PROBLEM REQUIREMENTS: Type out each entry exactly.

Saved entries

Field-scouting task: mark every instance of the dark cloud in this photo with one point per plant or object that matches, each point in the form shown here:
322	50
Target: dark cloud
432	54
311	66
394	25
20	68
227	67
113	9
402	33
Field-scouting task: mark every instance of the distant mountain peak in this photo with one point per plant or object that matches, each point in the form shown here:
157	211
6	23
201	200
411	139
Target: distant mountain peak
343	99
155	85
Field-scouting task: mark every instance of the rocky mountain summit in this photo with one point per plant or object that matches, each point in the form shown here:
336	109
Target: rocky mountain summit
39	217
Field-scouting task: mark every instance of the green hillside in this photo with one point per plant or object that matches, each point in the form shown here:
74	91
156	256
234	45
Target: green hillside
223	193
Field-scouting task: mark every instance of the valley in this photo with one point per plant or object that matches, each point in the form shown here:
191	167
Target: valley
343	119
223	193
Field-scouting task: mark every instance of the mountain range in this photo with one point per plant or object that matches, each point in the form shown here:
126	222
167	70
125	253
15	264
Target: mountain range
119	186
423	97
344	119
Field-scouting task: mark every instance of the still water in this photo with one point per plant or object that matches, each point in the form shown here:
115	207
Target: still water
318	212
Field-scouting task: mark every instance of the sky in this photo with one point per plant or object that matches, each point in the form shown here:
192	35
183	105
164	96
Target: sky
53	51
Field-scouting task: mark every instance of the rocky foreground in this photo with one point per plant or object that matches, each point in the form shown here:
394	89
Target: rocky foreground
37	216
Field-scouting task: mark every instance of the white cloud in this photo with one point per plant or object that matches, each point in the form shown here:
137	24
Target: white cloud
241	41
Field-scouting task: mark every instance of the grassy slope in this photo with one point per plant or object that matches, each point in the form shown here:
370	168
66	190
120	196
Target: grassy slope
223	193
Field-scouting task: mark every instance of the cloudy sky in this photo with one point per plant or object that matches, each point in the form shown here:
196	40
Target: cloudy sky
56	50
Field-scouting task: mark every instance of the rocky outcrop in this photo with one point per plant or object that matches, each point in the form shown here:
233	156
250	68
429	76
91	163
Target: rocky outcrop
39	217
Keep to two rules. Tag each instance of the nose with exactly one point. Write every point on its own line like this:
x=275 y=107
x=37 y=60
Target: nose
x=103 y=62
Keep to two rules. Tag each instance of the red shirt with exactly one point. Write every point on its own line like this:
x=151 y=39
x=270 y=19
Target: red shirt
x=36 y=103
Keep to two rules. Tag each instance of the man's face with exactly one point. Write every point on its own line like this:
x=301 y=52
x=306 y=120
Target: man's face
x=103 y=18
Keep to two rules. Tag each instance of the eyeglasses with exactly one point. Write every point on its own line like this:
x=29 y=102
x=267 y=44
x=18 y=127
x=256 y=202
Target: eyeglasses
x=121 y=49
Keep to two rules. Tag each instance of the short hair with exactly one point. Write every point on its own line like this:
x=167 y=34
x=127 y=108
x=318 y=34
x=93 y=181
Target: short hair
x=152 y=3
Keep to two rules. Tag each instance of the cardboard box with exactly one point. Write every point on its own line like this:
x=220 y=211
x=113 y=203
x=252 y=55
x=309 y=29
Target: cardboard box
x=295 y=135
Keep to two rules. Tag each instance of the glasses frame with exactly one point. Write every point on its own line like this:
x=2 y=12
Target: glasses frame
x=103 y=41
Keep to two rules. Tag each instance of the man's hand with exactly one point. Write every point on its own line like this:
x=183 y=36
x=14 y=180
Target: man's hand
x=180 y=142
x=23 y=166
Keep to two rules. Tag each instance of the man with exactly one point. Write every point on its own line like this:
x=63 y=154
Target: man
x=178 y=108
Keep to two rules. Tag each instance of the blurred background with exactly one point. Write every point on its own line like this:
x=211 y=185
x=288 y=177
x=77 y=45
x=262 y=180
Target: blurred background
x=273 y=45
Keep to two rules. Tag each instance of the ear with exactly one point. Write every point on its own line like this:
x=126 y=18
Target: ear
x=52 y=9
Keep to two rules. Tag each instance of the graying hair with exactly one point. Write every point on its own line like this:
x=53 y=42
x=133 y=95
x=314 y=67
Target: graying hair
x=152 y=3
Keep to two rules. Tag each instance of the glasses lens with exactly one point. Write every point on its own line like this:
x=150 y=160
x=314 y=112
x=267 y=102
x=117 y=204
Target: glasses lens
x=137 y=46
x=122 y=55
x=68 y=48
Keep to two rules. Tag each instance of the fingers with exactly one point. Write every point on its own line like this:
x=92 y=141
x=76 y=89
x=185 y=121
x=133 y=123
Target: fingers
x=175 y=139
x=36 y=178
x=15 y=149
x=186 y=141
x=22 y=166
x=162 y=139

TASK RESULT:
Field-scouting task: mark every instance of the dark cloud in this photo with one point per plant or object that matches, each point in the form shown here:
322	50
Target: dark cloud
432	54
311	66
394	25
20	68
227	67
113	9
402	33
Field-scouting task: mark every instance of the distant mountain peak in this photo with one point per plant or object that matches, each point in the form shown here:
157	211
6	23
201	200
411	139
Target: distant mountain peak
343	99
155	85
Field-scouting task: mark every instance of the rocky mountain summit in this photo with one point per plant or object that matches, each point in the form shown here:
336	109
Target: rocky mountain summit
39	217
Field-scouting task: mark every instance of the green hillside in this photo with one point per plant or object that matches, each point in the form shown here:
74	91
156	256
234	45
Target: green hillside
223	193
Field-scouting task: mark every instance of the valley in this photo with one point per plant or object that matches, each point in the form shown here:
191	167
Target: valley
343	119
223	193
Field-scouting task: mark every instance of the mountain range in this photo with one point per plant or object that matches, each point in the form shown here:
126	222
167	70
125	253
15	264
Target: mountain range
119	186
423	97
344	119
Field-scouting task: mark every instance of the still water in this photo with one point per plant or object that matches, each point in the form shown here:
115	207
Target: still water
318	212
Field-scouting task: mark every instance of the sky in this photo with one point per plant or object that matches, each point in the form shown here:
192	35
183	105
164	96
Target: sky
53	51
Field-scouting task: mark every instance of the rocky foreground in this photo with one point per plant or object that matches, each point in the form shown here:
394	89
Target: rocky foreground
37	216
Field-scouting task: mark every instance of the white cloud in this photo with one point per plant or object that matches, each point in the form shown here:
137	24
Target: white cloud
241	41
Field-scouting task: mark every instance of the grassy slope in this photo with one point per plant or object that matches, each point in the form shown here:
370	168
66	190
120	196
Target: grassy slope
223	193
Field-scouting task: mark every instance of the cloudy sky in this photo with one point per plant or object that matches, each point in the form shown here:
196	40
Target: cloudy sky
56	50
Field-scouting task: mark every instance of the rocky outcrop in this photo with one point per plant or object that matches, each point in the form shown here:
233	156
250	68
429	76
91	163
Target: rocky outcrop
39	217
Keep to two rules. Tag each instance of the nose with exactly one point. Write every point on its own line like this:
x=275 y=107
x=37 y=60
Target: nose
x=103 y=62
Keep to two rules. Tag each instance of the red shirt with exactly one point. Write every point on its own line like this:
x=151 y=39
x=270 y=19
Target: red shirt
x=36 y=103
Keep to two rules. Tag each instance of the man's face with exactly one point. Write every point on its own line like this:
x=301 y=52
x=306 y=120
Target: man's face
x=103 y=18
Keep to two rules. Tag each instance of the eyeglasses with exactly one point. Write every point on its own line like this:
x=29 y=102
x=267 y=44
x=18 y=127
x=256 y=202
Target: eyeglasses
x=121 y=49
Keep to two rules. Tag each instance of the short hair with exactly one point. Write every point on its own line like this:
x=167 y=34
x=127 y=108
x=318 y=34
x=93 y=181
Target: short hair
x=152 y=3
Keep to two rules. Tag each instance of the cardboard box with exactly one point. Write every point on its own line like this:
x=220 y=211
x=113 y=203
x=252 y=55
x=309 y=29
Target: cardboard box
x=295 y=135
Keep to two rules. Tag each instance of the glasses frame with exactly one point. Write every point on its own line like this:
x=2 y=12
Target: glasses frame
x=103 y=41
Keep to two rules. Tag each instance of the man's hand with exactly one point. Write every point on its own line like this:
x=183 y=36
x=14 y=180
Target: man's hand
x=180 y=142
x=23 y=166
Keep to two rules. Tag each instance of the man with exactly one point. Write every point on its own line like this:
x=63 y=154
Target: man
x=178 y=108
Keep to two rules. Tag each instance of the blurred background with exactly one point. Write every point on its own line like this:
x=211 y=185
x=288 y=177
x=77 y=45
x=262 y=180
Target: blurred background
x=273 y=45
Keep to two rules. Tag each instance of the ear with exactly one point. Write every point on its own line like this:
x=126 y=18
Target: ear
x=52 y=9
Keep to two rules. Tag each instance of the graying hair with exactly one point. Write every point on its own line like this:
x=53 y=42
x=133 y=95
x=314 y=67
Target: graying hair
x=152 y=3
Keep to two rules. Tag each instance of the glasses lens with exactly one point. Write every point on its own line like this:
x=150 y=160
x=314 y=112
x=267 y=102
x=117 y=204
Target: glasses lens
x=137 y=46
x=122 y=55
x=68 y=48
Keep to two rules. Tag each instance of the fingers with exactly one point. Write every point on its own line like this:
x=92 y=141
x=76 y=89
x=185 y=121
x=133 y=123
Target: fingers
x=175 y=139
x=36 y=178
x=15 y=149
x=186 y=141
x=22 y=166
x=162 y=139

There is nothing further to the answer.